RECORDS PROVIDED =
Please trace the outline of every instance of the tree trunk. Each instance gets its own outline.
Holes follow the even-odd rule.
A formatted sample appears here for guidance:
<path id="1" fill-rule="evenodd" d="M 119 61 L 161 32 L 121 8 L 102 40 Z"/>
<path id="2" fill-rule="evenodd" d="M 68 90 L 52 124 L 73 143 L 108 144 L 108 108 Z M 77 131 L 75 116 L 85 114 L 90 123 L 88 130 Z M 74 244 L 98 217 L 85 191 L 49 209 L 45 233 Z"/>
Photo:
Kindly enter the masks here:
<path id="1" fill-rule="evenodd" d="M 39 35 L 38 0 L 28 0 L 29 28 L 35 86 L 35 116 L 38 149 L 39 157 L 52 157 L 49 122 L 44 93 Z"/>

GIVEN EXERCISE = Rewrite the listing above as a two-column CSV with the headers input and output. Put each text and its answer on one row, each in a single quoted field with line breaks turned into spaces.

ANSWER =
input,output
"Please trace the outline of every instance of the tree trunk. Each instance gets its own outline. Holes follow the even-odd rule. A formatted sample appears here for guidance: <path id=""1"" fill-rule=""evenodd"" d=""M 119 61 L 161 32 L 121 8 L 102 40 Z""/> <path id=""2"" fill-rule=""evenodd"" d=""M 68 90 L 52 124 L 73 143 L 108 144 L 108 108 Z M 77 131 L 75 116 L 85 114 L 90 123 L 88 130 Z M 74 244 L 98 217 L 85 191 L 49 209 L 45 233 Z""/> Photo: Kindly enter the masks here:","<path id=""1"" fill-rule=""evenodd"" d=""M 39 35 L 38 0 L 28 0 L 29 28 L 35 86 L 35 116 L 38 149 L 39 157 L 52 157 L 49 122 L 44 93 Z""/>"